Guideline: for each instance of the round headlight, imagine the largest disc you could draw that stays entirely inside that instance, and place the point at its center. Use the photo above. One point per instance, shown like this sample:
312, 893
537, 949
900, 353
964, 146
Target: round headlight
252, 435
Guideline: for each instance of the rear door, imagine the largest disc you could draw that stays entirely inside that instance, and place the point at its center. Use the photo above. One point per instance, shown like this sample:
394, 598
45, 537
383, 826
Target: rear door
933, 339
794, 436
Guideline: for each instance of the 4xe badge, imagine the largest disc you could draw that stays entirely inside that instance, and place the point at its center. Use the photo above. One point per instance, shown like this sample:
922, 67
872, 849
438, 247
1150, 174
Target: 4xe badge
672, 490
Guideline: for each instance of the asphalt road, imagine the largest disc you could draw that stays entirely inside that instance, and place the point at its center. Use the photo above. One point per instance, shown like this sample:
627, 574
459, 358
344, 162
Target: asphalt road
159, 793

= = = = = = =

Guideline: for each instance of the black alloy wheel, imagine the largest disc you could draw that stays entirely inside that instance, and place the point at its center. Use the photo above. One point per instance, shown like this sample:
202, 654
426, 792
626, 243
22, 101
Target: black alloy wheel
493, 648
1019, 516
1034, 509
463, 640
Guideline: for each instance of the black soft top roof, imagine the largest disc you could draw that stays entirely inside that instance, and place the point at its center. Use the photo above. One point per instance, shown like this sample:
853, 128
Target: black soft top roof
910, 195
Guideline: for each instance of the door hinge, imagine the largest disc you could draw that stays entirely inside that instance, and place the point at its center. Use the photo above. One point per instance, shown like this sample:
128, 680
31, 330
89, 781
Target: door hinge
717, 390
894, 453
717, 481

= = = = = = =

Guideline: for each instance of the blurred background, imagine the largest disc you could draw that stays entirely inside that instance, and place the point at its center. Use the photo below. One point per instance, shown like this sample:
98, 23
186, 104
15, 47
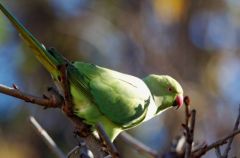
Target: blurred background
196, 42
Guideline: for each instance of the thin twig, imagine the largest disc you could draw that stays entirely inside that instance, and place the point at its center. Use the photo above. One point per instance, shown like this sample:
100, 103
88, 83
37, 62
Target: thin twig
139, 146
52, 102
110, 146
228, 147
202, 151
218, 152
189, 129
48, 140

= = = = = = =

Exercise requirements:
Copy out word for word everything from the line containing "Guideline: for each instance of the 4xe" down to the line containing "Target: 4xe badge", with both of those lines included.

Task response:
Guideline: for each instance of the 4xe badge, imagine the largest disc you could draw that stays entirely inside that instance, and place the point at its center. Use the photo above. One point per instance, shown like this sample:
922, 67
872, 849
438, 247
1150, 174
Target: 4xe badge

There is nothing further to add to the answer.